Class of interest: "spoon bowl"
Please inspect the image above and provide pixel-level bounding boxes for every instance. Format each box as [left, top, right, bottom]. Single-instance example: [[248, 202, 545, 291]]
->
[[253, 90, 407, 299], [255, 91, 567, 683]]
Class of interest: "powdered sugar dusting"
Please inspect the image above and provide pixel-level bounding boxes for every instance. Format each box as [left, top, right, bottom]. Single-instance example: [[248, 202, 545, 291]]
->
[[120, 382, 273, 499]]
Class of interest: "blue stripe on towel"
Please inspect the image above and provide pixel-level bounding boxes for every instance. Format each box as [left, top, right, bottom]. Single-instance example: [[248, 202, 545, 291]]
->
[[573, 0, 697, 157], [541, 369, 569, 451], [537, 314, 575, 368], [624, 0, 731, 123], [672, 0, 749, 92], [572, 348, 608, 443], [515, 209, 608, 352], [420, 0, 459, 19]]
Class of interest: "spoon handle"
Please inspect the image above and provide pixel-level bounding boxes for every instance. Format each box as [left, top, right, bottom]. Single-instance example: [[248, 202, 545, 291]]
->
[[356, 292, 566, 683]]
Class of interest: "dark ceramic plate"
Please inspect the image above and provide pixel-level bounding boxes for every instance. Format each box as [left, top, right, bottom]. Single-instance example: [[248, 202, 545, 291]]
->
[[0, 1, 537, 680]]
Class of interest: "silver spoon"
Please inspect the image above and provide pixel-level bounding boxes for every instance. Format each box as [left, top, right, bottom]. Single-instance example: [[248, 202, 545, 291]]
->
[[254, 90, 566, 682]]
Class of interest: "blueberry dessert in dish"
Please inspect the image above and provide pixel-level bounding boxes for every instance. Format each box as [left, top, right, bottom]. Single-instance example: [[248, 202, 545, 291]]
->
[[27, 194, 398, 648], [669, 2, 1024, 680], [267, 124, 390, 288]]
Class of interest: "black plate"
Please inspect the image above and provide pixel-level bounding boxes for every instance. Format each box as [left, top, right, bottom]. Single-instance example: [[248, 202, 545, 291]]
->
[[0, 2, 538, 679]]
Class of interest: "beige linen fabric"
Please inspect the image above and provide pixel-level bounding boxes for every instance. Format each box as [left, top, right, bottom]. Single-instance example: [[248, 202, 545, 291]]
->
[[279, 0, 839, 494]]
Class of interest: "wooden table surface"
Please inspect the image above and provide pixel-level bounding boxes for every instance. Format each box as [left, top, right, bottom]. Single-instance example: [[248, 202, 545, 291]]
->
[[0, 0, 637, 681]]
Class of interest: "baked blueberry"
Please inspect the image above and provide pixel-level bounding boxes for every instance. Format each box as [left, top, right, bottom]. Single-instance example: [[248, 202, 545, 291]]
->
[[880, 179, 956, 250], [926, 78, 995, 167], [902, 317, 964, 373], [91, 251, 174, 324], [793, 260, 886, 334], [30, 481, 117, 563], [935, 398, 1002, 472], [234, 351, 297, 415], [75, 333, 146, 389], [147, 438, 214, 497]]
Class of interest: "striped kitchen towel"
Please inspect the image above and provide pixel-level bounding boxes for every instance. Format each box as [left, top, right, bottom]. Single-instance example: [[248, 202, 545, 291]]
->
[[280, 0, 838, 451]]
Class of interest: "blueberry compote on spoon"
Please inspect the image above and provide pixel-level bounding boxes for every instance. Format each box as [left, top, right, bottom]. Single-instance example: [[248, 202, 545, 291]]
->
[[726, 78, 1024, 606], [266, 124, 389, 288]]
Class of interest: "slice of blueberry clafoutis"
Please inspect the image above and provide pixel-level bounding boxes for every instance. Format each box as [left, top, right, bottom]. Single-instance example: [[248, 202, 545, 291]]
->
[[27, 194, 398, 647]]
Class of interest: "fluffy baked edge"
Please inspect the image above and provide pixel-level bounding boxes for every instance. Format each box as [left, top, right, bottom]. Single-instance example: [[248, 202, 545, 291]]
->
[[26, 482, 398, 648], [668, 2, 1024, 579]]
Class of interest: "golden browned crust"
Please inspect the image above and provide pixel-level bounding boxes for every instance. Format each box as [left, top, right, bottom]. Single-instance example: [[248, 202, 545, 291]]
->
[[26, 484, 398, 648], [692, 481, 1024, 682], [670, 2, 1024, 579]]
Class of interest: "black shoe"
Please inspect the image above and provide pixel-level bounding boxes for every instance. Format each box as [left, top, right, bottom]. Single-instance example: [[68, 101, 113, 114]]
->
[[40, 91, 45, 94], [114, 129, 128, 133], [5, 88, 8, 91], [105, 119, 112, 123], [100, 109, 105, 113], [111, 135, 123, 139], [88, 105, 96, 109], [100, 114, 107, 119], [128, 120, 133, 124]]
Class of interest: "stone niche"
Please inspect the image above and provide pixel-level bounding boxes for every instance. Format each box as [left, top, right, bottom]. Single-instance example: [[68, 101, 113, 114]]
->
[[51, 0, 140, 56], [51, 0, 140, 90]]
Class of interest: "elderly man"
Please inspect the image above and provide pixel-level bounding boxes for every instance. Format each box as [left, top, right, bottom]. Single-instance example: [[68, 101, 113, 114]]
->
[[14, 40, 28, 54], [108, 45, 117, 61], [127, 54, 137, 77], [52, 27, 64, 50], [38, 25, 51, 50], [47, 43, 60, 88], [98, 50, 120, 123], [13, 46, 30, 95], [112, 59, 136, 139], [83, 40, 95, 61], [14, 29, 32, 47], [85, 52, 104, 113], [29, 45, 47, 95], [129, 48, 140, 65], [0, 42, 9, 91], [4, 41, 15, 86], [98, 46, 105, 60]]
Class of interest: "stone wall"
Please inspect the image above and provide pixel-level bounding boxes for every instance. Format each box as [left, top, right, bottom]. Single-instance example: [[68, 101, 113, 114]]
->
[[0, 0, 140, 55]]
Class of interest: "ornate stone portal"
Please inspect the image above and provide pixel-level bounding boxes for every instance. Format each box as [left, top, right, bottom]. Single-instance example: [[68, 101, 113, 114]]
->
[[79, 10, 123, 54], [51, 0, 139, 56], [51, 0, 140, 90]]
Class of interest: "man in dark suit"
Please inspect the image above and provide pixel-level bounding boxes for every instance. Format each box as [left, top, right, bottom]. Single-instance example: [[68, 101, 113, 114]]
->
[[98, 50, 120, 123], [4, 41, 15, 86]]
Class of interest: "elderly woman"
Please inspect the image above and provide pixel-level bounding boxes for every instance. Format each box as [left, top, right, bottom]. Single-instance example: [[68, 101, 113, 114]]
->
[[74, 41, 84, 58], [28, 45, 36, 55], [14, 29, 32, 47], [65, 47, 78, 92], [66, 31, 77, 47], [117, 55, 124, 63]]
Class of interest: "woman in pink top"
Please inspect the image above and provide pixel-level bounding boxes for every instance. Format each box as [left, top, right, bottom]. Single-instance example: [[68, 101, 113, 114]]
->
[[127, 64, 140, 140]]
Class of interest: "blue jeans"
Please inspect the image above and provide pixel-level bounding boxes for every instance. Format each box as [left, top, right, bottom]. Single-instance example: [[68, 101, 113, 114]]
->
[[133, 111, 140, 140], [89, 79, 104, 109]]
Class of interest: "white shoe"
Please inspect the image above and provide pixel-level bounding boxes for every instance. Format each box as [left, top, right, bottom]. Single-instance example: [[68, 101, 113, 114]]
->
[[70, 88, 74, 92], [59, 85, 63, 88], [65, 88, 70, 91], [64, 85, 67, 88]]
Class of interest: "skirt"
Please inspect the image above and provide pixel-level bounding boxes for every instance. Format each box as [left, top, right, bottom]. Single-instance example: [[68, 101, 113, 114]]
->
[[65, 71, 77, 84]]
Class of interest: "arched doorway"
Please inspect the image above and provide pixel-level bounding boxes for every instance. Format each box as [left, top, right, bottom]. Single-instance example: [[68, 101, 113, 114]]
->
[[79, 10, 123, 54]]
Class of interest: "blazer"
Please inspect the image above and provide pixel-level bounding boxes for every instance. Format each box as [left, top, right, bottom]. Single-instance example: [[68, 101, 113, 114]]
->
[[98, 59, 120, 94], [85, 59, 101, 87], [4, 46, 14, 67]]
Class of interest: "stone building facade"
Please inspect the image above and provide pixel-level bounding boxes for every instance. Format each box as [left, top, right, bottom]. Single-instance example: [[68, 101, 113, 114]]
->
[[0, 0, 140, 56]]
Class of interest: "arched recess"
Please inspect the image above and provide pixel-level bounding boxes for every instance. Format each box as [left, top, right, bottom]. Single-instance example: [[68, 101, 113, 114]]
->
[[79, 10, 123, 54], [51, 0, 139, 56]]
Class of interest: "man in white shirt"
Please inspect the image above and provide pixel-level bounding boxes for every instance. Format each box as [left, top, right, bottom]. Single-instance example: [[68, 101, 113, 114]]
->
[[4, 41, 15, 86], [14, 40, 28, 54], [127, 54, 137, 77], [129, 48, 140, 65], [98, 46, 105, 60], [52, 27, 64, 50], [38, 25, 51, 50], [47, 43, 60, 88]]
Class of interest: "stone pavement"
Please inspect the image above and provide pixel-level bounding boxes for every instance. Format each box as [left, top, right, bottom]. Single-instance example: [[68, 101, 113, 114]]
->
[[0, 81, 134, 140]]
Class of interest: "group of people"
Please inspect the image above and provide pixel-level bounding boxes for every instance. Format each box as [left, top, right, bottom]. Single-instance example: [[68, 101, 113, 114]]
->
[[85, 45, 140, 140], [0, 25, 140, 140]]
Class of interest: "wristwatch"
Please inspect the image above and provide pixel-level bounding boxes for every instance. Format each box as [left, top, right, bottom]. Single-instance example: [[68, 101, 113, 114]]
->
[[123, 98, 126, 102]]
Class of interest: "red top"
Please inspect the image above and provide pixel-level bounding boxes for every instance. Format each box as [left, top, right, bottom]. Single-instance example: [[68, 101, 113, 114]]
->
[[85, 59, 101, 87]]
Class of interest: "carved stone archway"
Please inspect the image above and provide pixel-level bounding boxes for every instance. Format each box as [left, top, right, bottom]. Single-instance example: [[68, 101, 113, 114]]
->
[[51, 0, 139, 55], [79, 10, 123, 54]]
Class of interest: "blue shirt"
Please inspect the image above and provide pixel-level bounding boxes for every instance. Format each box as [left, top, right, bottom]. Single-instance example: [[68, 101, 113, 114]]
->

■ **GIVEN TASK**: Copy out everything from the start of the items above down to the line containing "[[253, 90, 407, 299], [255, 91, 567, 683]]", word for word.

■ **RESULT FOR THIS EXERCISE**:
Class of interest: "spoon bowl"
Please inspect the image above and provide pixel-level bounding boxes for every instance. Format each box as [left, top, right, bottom]. Single-instance example: [[248, 202, 545, 291]]
->
[[253, 90, 407, 299], [255, 91, 567, 683]]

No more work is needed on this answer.